== 要做的事 ==
- a) 把文本片段里的“然而,他丝毫没有领导者的架子。”这句译成英语。
- b) 照原样输出文本片段中“蚊帐有个大洞,蚊子可以长驱直”和“了。于是,我也有幸认识了他。”之间的文字,两头都包括在内。

蚊帐有个大洞,蚊子可以长驱直入了,如何是好?新做一顶蚊帐几乎是不可能的,且不说没有那个经济,即是有钱也没有布票。无奈,我找来几张报纸,将报披挂在被烧的洞口,然后用大头针将报纸别在蚊帐上。蚊子暂时是没有办法进来了,但是,蚊帐内的温度却更高了。此事给时任场部管理员的陈立保知道了,他亲自带我到农场招待所陈泽六那儿,翻出报废的破蚊帐,从中剪下了一幅比较完整的纱布,又请裁缝帮助接在我的蚊帐上,虽然顔色不同,但总算又有了一顶完整的单人蚊帐了。于是,我也有幸认识了他。

陈立保当年在农场,是属于级别较高的领导干部,仅次于书记刘长明、场长刘学良等人。然而,他丝毫没有领导者的架子。在我最困难的时候,他曾给了我希望、给了我信心。那是,他调七大队担任支部书记的时候,在我最为痛苦最为傍徨的时候,他给了我当时政治气候下常人不可能给予的关怀。他让我帮助搞宣传,对我非常信任。他明明可以住在大队办公室,但他却坚持要与我同住一个宿舍。当时我的宿舍在大队部的河对面,房屋的条件极为简陋,他没有嫌弃我,我感到了温暖。

== 点标注数据集条目 ==

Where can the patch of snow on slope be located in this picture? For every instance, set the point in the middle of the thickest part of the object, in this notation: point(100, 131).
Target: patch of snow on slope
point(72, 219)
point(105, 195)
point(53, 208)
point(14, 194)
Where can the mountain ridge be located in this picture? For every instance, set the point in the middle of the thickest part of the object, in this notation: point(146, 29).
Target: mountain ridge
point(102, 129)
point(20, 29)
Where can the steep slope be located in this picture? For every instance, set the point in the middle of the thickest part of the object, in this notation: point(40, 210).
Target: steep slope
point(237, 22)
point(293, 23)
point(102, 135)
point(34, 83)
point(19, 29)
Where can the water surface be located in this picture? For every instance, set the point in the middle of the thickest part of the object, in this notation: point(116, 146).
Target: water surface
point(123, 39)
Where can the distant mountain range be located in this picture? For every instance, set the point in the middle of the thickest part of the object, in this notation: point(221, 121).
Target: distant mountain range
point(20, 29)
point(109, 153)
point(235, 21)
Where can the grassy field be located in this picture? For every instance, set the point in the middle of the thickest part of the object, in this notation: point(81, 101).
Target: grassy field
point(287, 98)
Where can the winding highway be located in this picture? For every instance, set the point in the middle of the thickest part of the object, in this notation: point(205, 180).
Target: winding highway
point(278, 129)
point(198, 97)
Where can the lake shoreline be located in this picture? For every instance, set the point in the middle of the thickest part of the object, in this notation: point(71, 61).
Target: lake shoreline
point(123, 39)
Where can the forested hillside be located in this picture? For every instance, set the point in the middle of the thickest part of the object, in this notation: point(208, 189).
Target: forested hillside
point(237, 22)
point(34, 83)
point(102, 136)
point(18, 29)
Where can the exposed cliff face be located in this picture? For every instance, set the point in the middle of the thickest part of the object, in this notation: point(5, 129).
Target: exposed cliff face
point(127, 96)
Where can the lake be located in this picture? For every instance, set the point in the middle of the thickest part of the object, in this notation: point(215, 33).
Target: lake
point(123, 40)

== 应有结果 ==
- a) However, he didn't put on the slightest airs of a leader.

- b)
蚊帐有个大洞,蚊子可以长驱直入了,如何是好?新做一顶蚊帐几乎是不可能的,且不说没有那个经济,即是有钱也没有布票。无奈,我找来几张报纸,将报披挂在被烧的洞口,然后用大头针将报纸别在蚊帐上。蚊子暂时是没有办法进来了,但是,蚊帐内的温度却更高了。此事给时任场部管理员的陈立保知道了,他亲自带我到农场招待所陈泽六那儿,翻出报废的破蚊帐,从中剪下了一幅比较完整的纱布,又请裁缝帮助接在我的蚊帐上,虽然顔色不同,但总算又有了一顶完整的单人蚊帐了。于是,我也有幸认识了他。